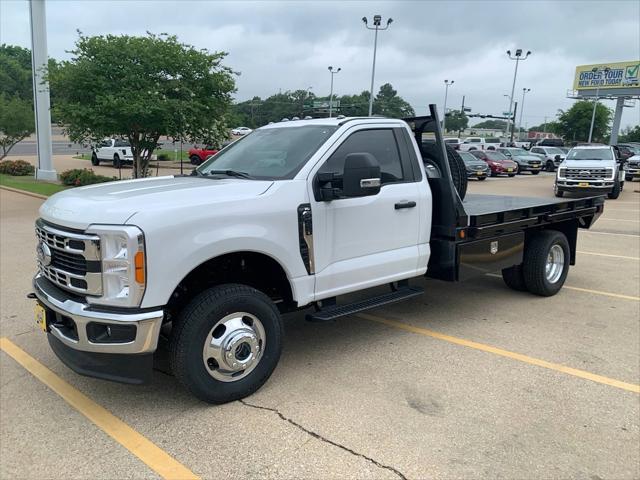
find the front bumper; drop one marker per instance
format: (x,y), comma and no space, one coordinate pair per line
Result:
(81,336)
(584,186)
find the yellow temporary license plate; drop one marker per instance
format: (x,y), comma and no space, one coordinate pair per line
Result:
(41,317)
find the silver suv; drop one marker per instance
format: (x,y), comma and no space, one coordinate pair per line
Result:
(590,169)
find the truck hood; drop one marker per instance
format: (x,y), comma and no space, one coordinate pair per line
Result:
(587,164)
(115,202)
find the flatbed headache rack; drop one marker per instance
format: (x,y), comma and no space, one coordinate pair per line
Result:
(486,233)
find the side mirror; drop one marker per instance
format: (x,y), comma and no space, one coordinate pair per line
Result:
(361,176)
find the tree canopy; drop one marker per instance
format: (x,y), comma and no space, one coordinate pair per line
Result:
(140,88)
(16,97)
(299,103)
(573,124)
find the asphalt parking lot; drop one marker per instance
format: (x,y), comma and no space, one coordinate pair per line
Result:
(470,380)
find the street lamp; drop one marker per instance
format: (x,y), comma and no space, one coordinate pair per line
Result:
(524,91)
(447,84)
(517,57)
(377,21)
(333,72)
(596,100)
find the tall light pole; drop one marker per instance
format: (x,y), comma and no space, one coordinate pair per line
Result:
(524,91)
(595,101)
(447,84)
(42,104)
(517,57)
(332,72)
(377,21)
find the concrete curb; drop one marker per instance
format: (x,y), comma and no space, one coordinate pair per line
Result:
(23,192)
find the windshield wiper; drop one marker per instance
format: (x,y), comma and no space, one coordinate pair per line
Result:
(230,173)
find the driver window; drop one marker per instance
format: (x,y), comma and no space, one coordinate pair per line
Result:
(380,143)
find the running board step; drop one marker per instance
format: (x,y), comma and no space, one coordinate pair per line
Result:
(331,313)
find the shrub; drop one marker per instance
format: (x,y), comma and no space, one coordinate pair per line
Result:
(17,168)
(79,177)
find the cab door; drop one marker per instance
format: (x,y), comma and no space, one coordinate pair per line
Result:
(368,240)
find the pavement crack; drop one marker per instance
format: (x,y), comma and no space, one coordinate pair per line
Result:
(324,439)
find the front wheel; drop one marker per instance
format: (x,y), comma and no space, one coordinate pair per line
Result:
(546,262)
(226,343)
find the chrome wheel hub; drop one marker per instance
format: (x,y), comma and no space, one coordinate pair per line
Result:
(234,347)
(555,264)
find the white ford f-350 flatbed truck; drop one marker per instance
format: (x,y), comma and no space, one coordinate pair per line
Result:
(291,216)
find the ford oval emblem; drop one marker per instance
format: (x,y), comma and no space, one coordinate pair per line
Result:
(44,254)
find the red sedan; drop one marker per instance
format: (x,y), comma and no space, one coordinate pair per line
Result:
(199,155)
(498,163)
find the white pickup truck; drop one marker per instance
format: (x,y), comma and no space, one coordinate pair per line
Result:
(114,150)
(290,217)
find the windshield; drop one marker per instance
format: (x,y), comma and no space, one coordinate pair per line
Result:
(271,153)
(590,154)
(554,151)
(468,157)
(496,156)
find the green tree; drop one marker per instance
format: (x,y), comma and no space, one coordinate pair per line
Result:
(630,134)
(574,123)
(388,103)
(16,122)
(456,121)
(140,88)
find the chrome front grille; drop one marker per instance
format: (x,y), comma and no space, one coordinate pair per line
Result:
(587,173)
(70,260)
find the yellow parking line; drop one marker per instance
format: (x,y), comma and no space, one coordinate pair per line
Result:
(606,294)
(607,255)
(631,387)
(619,220)
(152,455)
(611,233)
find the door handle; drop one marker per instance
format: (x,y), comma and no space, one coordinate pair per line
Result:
(405,204)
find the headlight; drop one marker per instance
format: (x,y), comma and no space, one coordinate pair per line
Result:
(123,265)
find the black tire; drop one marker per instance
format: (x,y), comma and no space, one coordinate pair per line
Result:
(514,278)
(191,331)
(537,249)
(615,192)
(456,165)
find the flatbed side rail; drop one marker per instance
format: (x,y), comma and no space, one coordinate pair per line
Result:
(585,210)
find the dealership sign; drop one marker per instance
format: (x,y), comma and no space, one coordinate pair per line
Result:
(607,75)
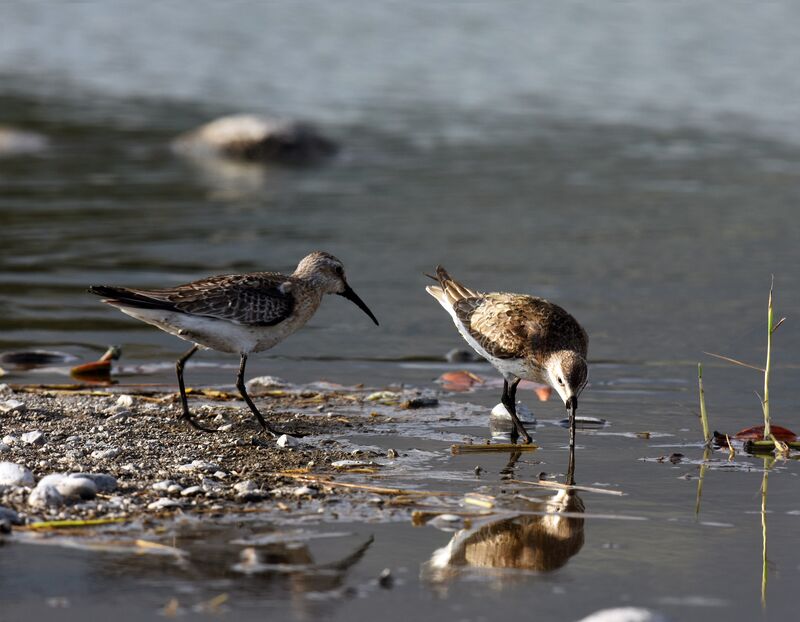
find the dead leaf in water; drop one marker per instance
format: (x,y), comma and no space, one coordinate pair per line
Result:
(756,433)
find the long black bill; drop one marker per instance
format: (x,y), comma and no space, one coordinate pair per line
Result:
(353,297)
(572,405)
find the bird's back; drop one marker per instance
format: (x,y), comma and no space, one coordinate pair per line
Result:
(507,325)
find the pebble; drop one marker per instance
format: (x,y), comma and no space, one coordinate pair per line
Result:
(304,491)
(45,496)
(33,438)
(125,401)
(163,503)
(198,465)
(120,416)
(106,454)
(10,516)
(247,485)
(12,474)
(385,579)
(523,412)
(287,441)
(9,406)
(70,486)
(102,481)
(624,614)
(163,485)
(265,382)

• _Requirement_: Filter the records for lines containing the word "flatbed" and copy each one.

• _Exercise solution_:
find the flatbed headache rack; drop one marker per instance
find the white ford f-350 flatbed truck; drop one marker per instance
find the flatbed side rail; drop one marker per instance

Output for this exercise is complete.